PROBLEM TO SOLVE: Please list the lines of the records below as a numbered list, beginning with the first line and stopping after the line that contains "[264,302,296,319]", and leave out any blank lines.

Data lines
-*-*-

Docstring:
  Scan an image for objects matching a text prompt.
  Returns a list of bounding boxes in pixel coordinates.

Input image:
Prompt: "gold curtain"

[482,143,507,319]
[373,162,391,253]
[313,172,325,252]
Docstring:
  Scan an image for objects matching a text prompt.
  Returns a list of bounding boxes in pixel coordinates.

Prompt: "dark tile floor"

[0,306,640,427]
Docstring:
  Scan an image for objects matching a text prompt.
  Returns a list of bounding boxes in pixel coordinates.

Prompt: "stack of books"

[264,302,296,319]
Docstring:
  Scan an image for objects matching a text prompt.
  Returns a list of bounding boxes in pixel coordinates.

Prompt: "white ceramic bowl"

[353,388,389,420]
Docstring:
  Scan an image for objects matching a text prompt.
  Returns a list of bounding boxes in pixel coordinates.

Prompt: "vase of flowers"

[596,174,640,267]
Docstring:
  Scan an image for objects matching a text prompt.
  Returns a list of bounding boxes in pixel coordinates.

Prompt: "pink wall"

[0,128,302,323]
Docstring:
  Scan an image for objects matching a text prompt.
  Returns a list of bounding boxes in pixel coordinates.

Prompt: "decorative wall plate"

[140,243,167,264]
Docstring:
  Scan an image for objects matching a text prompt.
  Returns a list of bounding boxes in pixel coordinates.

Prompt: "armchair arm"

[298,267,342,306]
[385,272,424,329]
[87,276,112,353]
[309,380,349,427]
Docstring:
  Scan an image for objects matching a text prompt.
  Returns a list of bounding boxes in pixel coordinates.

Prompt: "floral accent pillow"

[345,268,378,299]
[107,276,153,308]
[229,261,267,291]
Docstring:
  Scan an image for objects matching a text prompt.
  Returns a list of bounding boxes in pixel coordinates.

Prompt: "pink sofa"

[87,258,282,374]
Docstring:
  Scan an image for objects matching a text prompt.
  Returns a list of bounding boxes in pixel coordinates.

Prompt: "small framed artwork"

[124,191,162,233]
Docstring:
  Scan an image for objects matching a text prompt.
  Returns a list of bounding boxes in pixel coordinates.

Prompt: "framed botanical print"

-*-*-

SOLVED EXERCISE:
1. Docstring:
2.   Scan an image for objects matching a text prompt.
3.   Returns a list of bounding boxes in pixel coordinates.
4. Input image:
5. Prompt: "gold curtain"
6. [482,143,507,319]
7. [373,162,391,253]
8. [313,172,325,252]
9. Docstring:
10.   Scan an image for objects matching a text prompt.
11.   Returns a list of bounding boxes in pixel coordinates.
12. Prompt: "dark tile floor"
13. [0,306,640,427]
14. Docstring:
15.   Scan an image for objects matching a text prompt.
16.   Returns a list of bounding boxes in pixel coordinates.
17. Prompt: "stack of books"
18. [264,302,296,319]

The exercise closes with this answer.